▶ What this exercise asks
1. From the article on Cuba–Dominican Republic relations, list every person named with both a first name and a surname.
2. In the article on Cuba–Dominican Republic relations, turn the paragraph beginning "In 2018, Cuba and the Dominican Republic formalized" into a short bulleted list that keeps its main facts.
3. Summarize the article on Cuba–Dominican Republic relations in two sentences.

Reading passage START

Cuba–Dominican Republic relations refers to the bilateral relations between the Dominican Republic and the Republic of Cuba. The Dominican Republic has an Embassy in Havana and Cuba has an Embassy in Santo Domingo.

==History==
Both countries were originally colonies of Spain and had slaves imported from West Africa to provide labor for plantations. As a result, both countries have similar demographics.

In 1947, Castro enlisted to join the Cayo Confites, a paramilitary organization dedicated to toppling Rafael Trujillo. Castro's actions would later serve as one of the reasons why Trujillo broke off relations with Cuba in 1958. After Trujillo was deposed, Relations steadily warmed through various sport and cultural exchanges. In the 1980s, informal communications began between representatives of both governments to discuss the possibility of re-establishing relations. In 1998, both countries agreed to re-open their consulates. Fidel Castro attended the opening of the Cuban Consulate in Santo Domingo. The United States at the time, strongly disapproved of the re-opening of diplomatic relations and several protests occurred in the US in favor of opening relations and removing sanctions against Cuba. In 1999, Castro visited Dominican Republic again to inaugurate the polytechnic Maximo Gomez that was donated by Havana.

On 13 August 2026, the Dominican Republic ordered the expulsion of 9 Cuban diplomats and their families without giving a reason. Cuba strongly condemned the decision and called it an act of submission to the US policies regarding Cuba in light of the ongoing energy and financial blockade.

==Trade==
In 2015, The Dominican Republic exported US$61m worth of goods while importing US$38m. The Dominican Republic's exports to Cuba grew by 70% between 2010 and 2015, while Cuban exports grew by 38% over the same period.

In 2018, Cuba and the Dominican Republic formalized a trade deal to reduce tariffs for products being shipped between them. In addition, the trade deal includes reducing trade barriers and creating a set standard for certain regulations in trade to allow easier trade. The agreement was signed in Santo Domingo by Dominican Foreign Minister Miguel Vargas Maldonado and Cuban Foreign Trade Minister Rodrigo Malmierca.

Reading passage END
Data listing START

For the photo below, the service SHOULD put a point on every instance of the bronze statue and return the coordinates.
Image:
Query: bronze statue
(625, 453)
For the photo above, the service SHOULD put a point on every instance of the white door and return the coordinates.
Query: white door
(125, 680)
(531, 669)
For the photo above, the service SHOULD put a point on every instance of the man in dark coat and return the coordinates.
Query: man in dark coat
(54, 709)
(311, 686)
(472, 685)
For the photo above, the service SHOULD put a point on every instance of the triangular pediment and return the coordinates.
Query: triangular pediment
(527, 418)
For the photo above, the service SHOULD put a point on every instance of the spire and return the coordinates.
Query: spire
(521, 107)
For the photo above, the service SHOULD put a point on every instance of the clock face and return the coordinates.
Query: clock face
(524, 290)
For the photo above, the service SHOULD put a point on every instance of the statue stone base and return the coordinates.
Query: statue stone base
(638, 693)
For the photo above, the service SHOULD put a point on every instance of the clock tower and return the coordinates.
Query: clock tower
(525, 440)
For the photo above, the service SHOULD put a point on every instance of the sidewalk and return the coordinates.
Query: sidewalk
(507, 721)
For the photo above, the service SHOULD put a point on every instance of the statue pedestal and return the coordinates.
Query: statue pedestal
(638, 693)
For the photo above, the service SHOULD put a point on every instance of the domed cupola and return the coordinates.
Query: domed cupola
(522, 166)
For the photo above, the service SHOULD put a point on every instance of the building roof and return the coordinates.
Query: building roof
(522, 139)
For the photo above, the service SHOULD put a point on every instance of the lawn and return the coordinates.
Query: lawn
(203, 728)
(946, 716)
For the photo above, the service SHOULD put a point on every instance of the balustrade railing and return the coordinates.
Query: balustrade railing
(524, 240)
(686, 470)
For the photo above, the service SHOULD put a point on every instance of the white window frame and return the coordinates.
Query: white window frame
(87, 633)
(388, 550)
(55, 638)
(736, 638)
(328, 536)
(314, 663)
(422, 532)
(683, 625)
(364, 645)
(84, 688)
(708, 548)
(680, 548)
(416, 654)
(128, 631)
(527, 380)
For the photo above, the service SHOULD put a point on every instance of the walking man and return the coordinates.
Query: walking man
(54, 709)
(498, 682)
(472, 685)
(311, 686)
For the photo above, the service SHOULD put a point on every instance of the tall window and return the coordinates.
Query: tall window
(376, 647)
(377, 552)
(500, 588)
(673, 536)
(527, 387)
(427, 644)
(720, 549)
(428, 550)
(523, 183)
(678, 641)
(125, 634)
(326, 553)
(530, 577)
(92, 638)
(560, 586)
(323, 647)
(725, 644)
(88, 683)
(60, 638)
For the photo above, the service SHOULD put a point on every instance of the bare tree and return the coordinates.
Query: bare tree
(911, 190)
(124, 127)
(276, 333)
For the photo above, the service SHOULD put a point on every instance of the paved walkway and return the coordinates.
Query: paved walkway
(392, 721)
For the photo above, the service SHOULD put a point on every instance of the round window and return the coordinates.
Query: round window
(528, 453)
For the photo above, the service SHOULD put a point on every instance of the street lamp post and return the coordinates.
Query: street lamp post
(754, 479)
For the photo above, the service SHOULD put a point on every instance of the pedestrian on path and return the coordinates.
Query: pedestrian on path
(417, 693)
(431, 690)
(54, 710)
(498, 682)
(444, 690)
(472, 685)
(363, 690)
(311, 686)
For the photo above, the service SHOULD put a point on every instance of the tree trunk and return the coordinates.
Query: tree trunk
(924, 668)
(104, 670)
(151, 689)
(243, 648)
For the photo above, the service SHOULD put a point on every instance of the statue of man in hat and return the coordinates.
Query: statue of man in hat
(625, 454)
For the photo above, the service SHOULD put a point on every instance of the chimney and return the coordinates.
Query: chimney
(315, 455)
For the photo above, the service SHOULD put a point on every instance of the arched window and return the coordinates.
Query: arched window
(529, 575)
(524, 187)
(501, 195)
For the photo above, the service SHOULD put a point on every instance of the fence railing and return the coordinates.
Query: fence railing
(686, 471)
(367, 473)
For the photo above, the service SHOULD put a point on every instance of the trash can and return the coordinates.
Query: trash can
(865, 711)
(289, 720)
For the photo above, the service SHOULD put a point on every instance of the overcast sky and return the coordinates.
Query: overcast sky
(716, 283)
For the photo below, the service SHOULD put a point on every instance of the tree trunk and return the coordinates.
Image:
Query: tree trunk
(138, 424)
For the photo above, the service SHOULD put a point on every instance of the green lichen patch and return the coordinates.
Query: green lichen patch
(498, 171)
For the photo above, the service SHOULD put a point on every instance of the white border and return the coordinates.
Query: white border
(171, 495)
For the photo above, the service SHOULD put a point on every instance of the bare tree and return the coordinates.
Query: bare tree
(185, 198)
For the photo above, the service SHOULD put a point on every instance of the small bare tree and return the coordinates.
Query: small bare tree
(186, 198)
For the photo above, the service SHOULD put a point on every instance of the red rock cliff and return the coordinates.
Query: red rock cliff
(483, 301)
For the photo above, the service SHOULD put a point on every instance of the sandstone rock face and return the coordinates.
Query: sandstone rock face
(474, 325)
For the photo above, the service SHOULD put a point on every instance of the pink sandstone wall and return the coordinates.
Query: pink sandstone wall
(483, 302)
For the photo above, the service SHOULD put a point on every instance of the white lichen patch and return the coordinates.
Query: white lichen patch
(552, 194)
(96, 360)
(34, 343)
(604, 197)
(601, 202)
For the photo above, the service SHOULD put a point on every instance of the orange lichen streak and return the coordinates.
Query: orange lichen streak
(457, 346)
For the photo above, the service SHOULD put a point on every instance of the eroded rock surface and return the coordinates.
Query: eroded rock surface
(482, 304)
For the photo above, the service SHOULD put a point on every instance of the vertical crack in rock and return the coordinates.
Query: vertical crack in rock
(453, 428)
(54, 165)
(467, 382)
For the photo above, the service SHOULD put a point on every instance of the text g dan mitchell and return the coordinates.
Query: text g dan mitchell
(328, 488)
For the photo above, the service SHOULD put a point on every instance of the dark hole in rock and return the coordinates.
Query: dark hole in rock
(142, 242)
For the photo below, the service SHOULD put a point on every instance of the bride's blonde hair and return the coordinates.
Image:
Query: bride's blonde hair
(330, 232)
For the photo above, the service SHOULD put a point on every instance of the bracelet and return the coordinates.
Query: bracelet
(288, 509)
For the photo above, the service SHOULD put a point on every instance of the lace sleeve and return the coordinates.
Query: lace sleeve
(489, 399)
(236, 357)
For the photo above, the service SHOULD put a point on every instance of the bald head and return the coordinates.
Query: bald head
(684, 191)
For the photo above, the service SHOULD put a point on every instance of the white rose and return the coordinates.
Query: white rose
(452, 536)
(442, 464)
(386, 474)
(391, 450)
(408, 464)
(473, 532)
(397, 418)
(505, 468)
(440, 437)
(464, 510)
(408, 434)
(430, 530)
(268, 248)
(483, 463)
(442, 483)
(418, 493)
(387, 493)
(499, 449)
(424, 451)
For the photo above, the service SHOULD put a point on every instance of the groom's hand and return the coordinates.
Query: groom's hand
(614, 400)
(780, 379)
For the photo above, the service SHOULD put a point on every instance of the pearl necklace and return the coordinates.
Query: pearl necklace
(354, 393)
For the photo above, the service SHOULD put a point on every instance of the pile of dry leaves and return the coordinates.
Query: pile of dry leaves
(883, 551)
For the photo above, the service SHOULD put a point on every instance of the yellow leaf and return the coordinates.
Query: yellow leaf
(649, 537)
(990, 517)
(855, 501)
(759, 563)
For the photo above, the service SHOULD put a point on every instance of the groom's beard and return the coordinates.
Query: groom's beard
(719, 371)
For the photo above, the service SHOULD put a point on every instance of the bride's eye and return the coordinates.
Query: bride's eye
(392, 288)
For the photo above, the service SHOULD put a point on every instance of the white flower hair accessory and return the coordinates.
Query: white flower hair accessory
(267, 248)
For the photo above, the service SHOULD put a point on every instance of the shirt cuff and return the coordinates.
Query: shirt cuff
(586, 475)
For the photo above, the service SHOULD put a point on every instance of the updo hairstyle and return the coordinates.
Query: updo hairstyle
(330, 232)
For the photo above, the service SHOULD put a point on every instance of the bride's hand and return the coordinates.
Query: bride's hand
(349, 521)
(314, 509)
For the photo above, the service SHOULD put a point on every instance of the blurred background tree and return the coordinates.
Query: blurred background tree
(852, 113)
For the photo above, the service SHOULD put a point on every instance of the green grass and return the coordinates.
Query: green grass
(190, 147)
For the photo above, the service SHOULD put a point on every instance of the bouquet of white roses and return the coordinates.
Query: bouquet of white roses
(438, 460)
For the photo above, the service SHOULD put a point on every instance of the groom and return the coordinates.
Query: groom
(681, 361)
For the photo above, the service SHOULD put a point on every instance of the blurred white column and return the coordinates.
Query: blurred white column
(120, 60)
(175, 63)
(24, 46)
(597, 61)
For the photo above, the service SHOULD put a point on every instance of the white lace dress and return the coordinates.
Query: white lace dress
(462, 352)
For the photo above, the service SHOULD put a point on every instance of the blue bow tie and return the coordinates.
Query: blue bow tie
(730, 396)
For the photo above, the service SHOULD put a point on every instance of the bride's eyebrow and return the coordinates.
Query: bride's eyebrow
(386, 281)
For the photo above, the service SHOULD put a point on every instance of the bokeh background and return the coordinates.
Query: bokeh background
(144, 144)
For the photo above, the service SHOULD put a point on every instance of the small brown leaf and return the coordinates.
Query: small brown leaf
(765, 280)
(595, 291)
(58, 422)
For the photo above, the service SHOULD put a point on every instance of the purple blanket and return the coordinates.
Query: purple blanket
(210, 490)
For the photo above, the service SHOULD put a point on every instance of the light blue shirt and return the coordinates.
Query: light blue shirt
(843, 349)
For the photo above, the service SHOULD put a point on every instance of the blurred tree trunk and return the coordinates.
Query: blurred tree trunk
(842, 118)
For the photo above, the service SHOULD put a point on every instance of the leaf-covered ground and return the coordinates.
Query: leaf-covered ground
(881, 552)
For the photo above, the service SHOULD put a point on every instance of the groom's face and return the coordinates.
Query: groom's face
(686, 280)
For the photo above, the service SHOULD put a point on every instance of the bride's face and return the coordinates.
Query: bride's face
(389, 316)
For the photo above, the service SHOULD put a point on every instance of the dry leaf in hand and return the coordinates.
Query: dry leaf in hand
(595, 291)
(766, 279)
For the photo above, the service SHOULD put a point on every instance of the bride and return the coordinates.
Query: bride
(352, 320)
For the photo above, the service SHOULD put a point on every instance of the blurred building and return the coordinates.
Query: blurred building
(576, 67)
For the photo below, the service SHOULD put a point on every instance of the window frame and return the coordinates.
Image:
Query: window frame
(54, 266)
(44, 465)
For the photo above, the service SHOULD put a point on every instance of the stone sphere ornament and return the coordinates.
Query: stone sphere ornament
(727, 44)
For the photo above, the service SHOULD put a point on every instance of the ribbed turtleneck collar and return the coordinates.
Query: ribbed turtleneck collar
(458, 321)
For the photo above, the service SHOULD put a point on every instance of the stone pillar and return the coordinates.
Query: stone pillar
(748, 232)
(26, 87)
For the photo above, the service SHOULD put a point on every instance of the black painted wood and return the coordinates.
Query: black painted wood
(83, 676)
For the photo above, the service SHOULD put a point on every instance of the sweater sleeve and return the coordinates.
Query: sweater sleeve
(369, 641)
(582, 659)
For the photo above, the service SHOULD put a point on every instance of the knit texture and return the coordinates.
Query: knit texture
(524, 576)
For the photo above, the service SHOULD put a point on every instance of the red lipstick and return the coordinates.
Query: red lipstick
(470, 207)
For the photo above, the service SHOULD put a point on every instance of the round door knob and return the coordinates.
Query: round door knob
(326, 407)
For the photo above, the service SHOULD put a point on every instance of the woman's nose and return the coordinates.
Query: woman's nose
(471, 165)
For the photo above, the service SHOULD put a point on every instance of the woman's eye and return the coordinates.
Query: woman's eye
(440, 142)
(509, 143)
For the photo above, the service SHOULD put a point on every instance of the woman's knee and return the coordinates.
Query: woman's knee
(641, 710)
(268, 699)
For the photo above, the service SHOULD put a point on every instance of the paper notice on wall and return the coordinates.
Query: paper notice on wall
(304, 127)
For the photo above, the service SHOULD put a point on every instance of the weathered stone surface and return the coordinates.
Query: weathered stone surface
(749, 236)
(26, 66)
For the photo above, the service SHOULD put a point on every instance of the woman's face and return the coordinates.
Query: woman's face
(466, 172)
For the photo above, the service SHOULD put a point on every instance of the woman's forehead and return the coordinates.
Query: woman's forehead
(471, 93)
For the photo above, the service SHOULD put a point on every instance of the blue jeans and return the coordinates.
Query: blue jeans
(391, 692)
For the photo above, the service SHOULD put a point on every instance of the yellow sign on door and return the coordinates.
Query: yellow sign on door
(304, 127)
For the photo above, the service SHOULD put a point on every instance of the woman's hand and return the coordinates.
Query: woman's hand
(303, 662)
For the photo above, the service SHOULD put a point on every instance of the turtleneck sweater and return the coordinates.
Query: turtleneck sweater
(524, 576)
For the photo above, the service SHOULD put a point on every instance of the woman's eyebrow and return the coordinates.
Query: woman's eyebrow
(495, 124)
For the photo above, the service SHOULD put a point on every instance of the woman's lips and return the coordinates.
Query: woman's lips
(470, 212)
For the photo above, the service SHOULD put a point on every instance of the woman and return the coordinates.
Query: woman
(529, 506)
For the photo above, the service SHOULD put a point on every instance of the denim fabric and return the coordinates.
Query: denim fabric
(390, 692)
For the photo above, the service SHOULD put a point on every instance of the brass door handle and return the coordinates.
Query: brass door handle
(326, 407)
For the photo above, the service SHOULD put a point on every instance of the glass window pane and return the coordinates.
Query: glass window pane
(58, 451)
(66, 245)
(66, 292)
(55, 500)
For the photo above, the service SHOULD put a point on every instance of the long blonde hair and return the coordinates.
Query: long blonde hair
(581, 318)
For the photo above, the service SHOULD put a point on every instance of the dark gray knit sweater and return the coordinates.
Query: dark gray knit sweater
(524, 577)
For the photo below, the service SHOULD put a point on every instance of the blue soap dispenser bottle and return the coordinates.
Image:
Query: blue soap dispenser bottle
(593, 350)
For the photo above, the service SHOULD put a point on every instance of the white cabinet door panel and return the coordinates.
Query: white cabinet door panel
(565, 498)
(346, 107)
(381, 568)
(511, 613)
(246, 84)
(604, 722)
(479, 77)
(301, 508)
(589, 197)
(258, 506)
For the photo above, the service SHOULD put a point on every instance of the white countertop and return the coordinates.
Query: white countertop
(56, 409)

Data listing END

▶ Answers given
1.
Rafael Trujillo
Fidel Castro
Miguel Vargas Maldonado
Rodrigo Malmierca

2.
- In 2018, Cuba and the Dominican Republic formalized a trade deal.
- The deal reduces tariffs on products shipped between the two countries.
- It also reduces trade barriers and sets standards for certain trade regulations to make trade easier.
- It was signed in Santo Domingo by Dominican Foreign Minister Miguel Vargas Maldonado and Cuban Foreign Trade Minister Rodrigo Malmierca.

3. Cuba and the Dominican Republic, both former Spanish colonies with similar demographics, each keep an embassy in the other's capital. Trujillo broke off relations with Cuba in 1958, ties later warmed, and the two countries reopened consulates in 1998 and signed a 2018 trade deal to reduce tariffs and trade barriers.